[Collected data entries]
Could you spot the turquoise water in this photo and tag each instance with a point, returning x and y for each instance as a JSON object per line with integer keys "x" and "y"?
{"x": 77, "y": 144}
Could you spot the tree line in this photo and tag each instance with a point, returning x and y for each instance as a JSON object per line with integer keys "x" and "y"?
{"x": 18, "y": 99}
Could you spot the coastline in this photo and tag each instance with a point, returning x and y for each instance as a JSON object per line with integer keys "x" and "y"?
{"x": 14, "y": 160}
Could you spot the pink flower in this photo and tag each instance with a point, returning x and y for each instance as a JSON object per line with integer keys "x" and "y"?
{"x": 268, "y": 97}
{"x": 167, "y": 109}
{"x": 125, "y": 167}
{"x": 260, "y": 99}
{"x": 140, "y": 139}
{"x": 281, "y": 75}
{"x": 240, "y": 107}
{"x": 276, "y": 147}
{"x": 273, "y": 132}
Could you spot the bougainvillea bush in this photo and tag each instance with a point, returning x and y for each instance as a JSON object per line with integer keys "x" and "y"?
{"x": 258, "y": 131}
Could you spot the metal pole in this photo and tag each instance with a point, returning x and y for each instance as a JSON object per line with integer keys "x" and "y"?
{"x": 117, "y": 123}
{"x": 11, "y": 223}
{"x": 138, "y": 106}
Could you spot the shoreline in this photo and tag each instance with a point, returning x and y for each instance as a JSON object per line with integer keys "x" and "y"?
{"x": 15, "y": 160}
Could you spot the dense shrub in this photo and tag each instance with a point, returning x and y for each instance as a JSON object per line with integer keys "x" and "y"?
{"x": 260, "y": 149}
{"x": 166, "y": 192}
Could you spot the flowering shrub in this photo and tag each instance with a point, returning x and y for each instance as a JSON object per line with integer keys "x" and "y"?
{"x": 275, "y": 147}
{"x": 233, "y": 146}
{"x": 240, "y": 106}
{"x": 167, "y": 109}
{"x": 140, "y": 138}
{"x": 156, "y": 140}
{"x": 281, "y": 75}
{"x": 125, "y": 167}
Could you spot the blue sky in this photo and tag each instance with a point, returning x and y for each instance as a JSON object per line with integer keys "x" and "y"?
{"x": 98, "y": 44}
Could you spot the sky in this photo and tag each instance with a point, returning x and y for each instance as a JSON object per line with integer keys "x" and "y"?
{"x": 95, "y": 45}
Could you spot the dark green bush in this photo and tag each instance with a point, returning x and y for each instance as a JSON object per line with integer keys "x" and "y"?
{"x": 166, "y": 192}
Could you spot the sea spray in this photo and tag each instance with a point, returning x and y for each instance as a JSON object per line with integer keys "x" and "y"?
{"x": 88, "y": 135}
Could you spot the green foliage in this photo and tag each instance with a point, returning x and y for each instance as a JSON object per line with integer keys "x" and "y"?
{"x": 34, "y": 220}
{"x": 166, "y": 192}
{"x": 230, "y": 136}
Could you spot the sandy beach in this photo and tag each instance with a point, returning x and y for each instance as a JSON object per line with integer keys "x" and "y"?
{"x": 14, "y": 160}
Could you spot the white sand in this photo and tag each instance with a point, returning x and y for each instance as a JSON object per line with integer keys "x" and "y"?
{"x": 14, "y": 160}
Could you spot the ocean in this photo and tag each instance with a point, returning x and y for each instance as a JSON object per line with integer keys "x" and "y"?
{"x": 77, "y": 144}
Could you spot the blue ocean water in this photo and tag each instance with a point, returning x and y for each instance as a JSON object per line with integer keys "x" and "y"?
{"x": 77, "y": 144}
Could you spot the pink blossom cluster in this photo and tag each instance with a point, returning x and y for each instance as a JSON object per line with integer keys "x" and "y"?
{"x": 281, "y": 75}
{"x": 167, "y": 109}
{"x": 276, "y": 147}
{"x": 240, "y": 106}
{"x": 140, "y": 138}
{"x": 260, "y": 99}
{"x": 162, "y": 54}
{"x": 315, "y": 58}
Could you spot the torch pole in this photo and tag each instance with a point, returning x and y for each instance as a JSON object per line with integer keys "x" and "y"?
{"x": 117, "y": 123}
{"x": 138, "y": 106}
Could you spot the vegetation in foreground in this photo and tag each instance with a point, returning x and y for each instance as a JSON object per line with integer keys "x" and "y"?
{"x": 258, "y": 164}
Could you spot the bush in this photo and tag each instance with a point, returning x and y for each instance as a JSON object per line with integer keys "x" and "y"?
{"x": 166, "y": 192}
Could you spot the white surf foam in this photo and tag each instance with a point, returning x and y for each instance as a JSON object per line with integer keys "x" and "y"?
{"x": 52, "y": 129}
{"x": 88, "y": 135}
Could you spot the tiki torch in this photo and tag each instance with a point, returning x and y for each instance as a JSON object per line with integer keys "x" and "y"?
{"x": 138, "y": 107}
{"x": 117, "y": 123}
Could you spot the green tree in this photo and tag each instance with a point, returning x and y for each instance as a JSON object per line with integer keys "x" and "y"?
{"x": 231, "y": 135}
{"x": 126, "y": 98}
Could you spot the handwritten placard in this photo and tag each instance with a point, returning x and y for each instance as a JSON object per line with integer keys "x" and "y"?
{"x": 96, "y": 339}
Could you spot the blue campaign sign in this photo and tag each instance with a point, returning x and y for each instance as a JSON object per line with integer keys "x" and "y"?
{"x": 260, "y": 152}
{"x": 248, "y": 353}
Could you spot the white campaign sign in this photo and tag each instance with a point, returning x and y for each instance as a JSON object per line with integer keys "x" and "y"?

• [EXERCISE INSTRUCTIONS]: Down to the last character, restate every record.

• [RESPONSE AREA]:
Could you spot the turquoise water in this photo and tag each instance with a point, returning x and y for each instance as a JSON object per line with integer keys "x" and "y"?
{"x": 77, "y": 144}
Could you spot the tree line in this photo and tag each instance with a point, returning x and y for each instance as a JSON object per line with integer keys "x" and "y"?
{"x": 18, "y": 99}
Could you spot the coastline in this photo and tag each instance with a point, returning x and y for each instance as a JSON object per line with integer keys "x" and "y"?
{"x": 14, "y": 160}
Could you spot the pink flower in this photo and tag each instance with a point, returning x and y for each instance as a JSON object per line with integer keys "x" and "y"?
{"x": 268, "y": 97}
{"x": 167, "y": 109}
{"x": 125, "y": 167}
{"x": 260, "y": 99}
{"x": 140, "y": 139}
{"x": 281, "y": 75}
{"x": 240, "y": 107}
{"x": 276, "y": 147}
{"x": 273, "y": 132}
Could you spot the bougainvillea bush in this photo and tag each instance with a point, returning x and y for each instance as a JSON object per line with integer keys "x" and "y"?
{"x": 258, "y": 131}
Could you spot the metal pole in this photo and tag each instance with a point, returning x and y for each instance as a JSON object per line with integer keys "x" and "y"?
{"x": 117, "y": 123}
{"x": 11, "y": 223}
{"x": 138, "y": 106}
Could you spot the shoreline in this photo and tag each instance with a point, returning x and y for each instance as a JSON object per line with integer keys "x" and "y"?
{"x": 15, "y": 160}
Could you spot the dense shrub in this photo and tag each instance with a point, returning x and y for each instance as a JSON object per line with integer keys "x" and "y"?
{"x": 260, "y": 149}
{"x": 166, "y": 192}
Could you spot the flowering shrub in this photo and tag each instance with a point, returning x and y for each instance as a JSON object per line with integer keys "x" and "y"?
{"x": 275, "y": 147}
{"x": 233, "y": 146}
{"x": 240, "y": 106}
{"x": 167, "y": 109}
{"x": 140, "y": 138}
{"x": 156, "y": 140}
{"x": 281, "y": 75}
{"x": 125, "y": 167}
Could you spot the blue sky in this photo and tag each instance with a point, returning x and y for each instance as a JSON object per line with integer keys "x" and "y"?
{"x": 98, "y": 44}
Could you spot the sky in this photo and tag each instance with a point, returning x and y for each instance as a JSON object per line with integer keys "x" and "y"?
{"x": 95, "y": 45}
Could you spot the dark green bush in this photo and tag each instance with a point, returning x and y for each instance as a JSON object per line with integer keys "x" and "y"?
{"x": 166, "y": 192}
Could you spot the sea spray in this photo and tag each instance with a point, returning x and y for each instance as a JSON object per line with integer keys "x" and "y"?
{"x": 88, "y": 135}
Could you spot the green foliage in this photo and tag each instance with a point, returning x and y for each instance as a JSON object per line with integer keys "x" and "y"?
{"x": 34, "y": 220}
{"x": 166, "y": 192}
{"x": 230, "y": 136}
Could you spot the sandy beach in this photo and tag each instance with a point, returning x and y for each instance as a JSON object per line with integer keys "x" and "y"?
{"x": 14, "y": 160}
Could you spot the white sand in this photo and tag each instance with a point, returning x and y for each instance as a JSON object per line with integer keys "x" and "y"?
{"x": 14, "y": 160}
Could you spot the ocean in this photo and tag each instance with a point, returning x and y for each instance as a JSON object per line with integer keys "x" and "y"?
{"x": 77, "y": 144}
Could you spot the blue ocean water in this photo and tag each instance with a point, returning x and y for each instance as a JSON object per line with integer keys "x" and "y"?
{"x": 77, "y": 144}
Could you spot the pink blossom cluster in this photo and tag each instance with a point, returning x and y for each instance as a JSON object per line with integer keys "x" and "y"?
{"x": 281, "y": 75}
{"x": 167, "y": 109}
{"x": 276, "y": 147}
{"x": 240, "y": 106}
{"x": 140, "y": 138}
{"x": 260, "y": 99}
{"x": 162, "y": 54}
{"x": 315, "y": 58}
Could you spot the torch pole in this photo and tag each instance with a point, returning x and y for each instance as a JSON object per line with integer keys "x" and "y"?
{"x": 117, "y": 123}
{"x": 138, "y": 106}
Could you spot the vegetation in foreground in this photo and tag each instance with a point, returning x and y for each instance as a JSON object per line with integer keys "x" and "y"?
{"x": 258, "y": 164}
Could you spot the bush in this photo and tag each instance with a point, returning x and y for each instance as a JSON object per line with integer keys "x" and "y"?
{"x": 166, "y": 192}
Could you spot the white surf foam in this photo and tag each instance with a point, returning x and y for each instance as a JSON object per line with integer keys "x" and "y"?
{"x": 52, "y": 129}
{"x": 88, "y": 135}
Could you spot the tiki torch in this photo and tag each instance with a point, returning x and y for each instance as a JSON object per line with integer keys "x" and "y"?
{"x": 138, "y": 107}
{"x": 117, "y": 123}
Could you spot the green tree in this photo and tag each instance with a point, returning x and y for each instance as a JSON object per line with integer keys "x" and "y"?
{"x": 231, "y": 135}
{"x": 126, "y": 98}
Could you spot the handwritten placard in this photo and tag each instance with a point, returning x and y for each instance as a JSON object per line with integer keys "x" and "y"?
{"x": 96, "y": 339}
Could you spot the blue campaign sign in this photo and tag each instance with a point, returning x and y for each instance as a JSON object per line with integer keys "x" and "y"?
{"x": 260, "y": 152}
{"x": 248, "y": 353}
Could you spot the white campaign sign in this photo and tag each instance with a point, returning x and y for each instance as a JSON object per line with integer keys "x" and "y"?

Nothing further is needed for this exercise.